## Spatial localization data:
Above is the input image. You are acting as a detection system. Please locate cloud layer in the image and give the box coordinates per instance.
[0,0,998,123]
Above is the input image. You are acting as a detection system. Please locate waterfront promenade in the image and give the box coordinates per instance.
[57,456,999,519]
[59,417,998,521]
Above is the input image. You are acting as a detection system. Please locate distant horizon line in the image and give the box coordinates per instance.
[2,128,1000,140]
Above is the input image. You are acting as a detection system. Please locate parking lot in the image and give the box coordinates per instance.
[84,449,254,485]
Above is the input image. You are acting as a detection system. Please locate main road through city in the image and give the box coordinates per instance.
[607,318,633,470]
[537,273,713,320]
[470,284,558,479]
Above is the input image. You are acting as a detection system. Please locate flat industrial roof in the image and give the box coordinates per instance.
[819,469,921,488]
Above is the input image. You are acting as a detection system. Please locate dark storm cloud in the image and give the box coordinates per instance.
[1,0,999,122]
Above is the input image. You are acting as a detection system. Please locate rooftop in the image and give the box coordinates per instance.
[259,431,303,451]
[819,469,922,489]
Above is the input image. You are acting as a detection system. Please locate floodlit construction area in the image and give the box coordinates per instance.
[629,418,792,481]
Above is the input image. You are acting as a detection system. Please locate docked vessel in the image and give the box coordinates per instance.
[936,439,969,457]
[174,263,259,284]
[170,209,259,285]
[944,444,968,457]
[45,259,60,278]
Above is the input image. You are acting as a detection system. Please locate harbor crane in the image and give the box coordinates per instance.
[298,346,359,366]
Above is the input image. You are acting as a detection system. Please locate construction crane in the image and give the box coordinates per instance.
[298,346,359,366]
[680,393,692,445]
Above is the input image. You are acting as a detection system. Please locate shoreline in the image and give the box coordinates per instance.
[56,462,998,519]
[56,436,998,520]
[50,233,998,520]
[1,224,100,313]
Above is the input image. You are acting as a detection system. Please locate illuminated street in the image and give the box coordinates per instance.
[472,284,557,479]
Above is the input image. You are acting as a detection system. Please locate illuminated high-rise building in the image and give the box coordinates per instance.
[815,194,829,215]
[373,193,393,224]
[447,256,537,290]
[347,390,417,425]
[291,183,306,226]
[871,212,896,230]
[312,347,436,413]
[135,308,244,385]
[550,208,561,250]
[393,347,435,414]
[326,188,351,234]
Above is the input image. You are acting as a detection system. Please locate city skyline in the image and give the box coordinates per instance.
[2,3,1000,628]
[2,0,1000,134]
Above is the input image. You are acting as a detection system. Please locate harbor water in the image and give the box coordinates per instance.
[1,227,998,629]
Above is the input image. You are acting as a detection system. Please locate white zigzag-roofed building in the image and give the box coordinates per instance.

## WORK INSTRUCTIONS:
Write out the records once more, precisely as they stand.

## EXERCISE ANSWER:
Above is the input image. You are acting as a detection system. Please locate cloud layer in the image and give the box coordinates per instance.
[0,0,998,123]
Above is the input image. You are acting as a detection system. Please locate waterfront promenade in the image and give the box coordinates per instance.
[57,456,999,519]
[59,417,998,521]
Above is the input image. You are acting as a detection system. Please locate distant horizon line in the image and give the box coordinates per instance.
[2,128,1000,140]
Above is the input image. You are acting as a detection system. Please locate parking lot in the image and give the box coordinates per instance.
[84,449,254,485]
Above is the input image. You are acting as a detection system. Please locate main road through city in the image and give the box coordinates per instance.
[607,318,633,470]
[537,273,713,320]
[470,284,558,479]
Above is the input image. You are acting as a detection system. Please locate flat industrial roof in the image and give the box coordinates per instance.
[819,469,921,488]
Above is the input image. You are acting as a detection system. Please locate dark storm cloud in the image and give the box coordinates per instance.
[1,0,999,122]
Above is the input image. You are acting as a detection system. Please locate rooftop in the image and give the box coordinates per instance.
[259,431,303,451]
[819,469,922,489]
Above is the input image. You are acting as a detection system. Please locate floodlit construction area in the image and give the box coordinates per instance.
[629,418,792,481]
Above is the input image. You are acting as a detection system. Please locate docked vessel in the image and give the box coordinates per instance.
[936,439,969,457]
[174,263,259,284]
[170,209,259,285]
[944,444,968,457]
[45,259,60,278]
Above is the input image. You are acting as a detection system. Please locate harbor crane in the image and give the box coordinates per instance.
[298,346,359,366]
Above is the input image. You are acting as a detection system. Please locate construction crane in the image and give the box coordinates per instance.
[298,346,359,366]
[680,393,692,445]
Above is the input image. You are acting as a detection system. Please locate shoreline in the image and give the box coordinates per instance.
[56,462,998,519]
[56,436,998,520]
[50,233,998,520]
[1,224,100,313]
Above is the input image. You are acting as a detection system. Please locate illuminated street in the image and give the box coordinates per instance.
[472,284,557,479]
Above is the input image. You are acting as a detection system. Please locate illuminated high-rise building in the image and give the box coordinates per instance.
[815,194,829,215]
[373,193,393,224]
[447,256,537,290]
[347,390,417,425]
[291,183,306,226]
[871,212,896,230]
[312,347,436,413]
[135,308,244,385]
[550,208,561,250]
[393,347,435,414]
[326,188,351,234]
Above is the input image. You are acting as a detection system. Please locate city skyline in the image and give the box coordinates per instance.
[2,3,1000,628]
[2,0,1000,134]
Above is the input image. You are acting as a detection system. Please locate harbor water in the image and give the box coordinates per instance.
[1,227,998,629]
Above is the input image. You are acting as a detection system. Please locate white zigzag-roofed building in the image and give the box coordinates per instance.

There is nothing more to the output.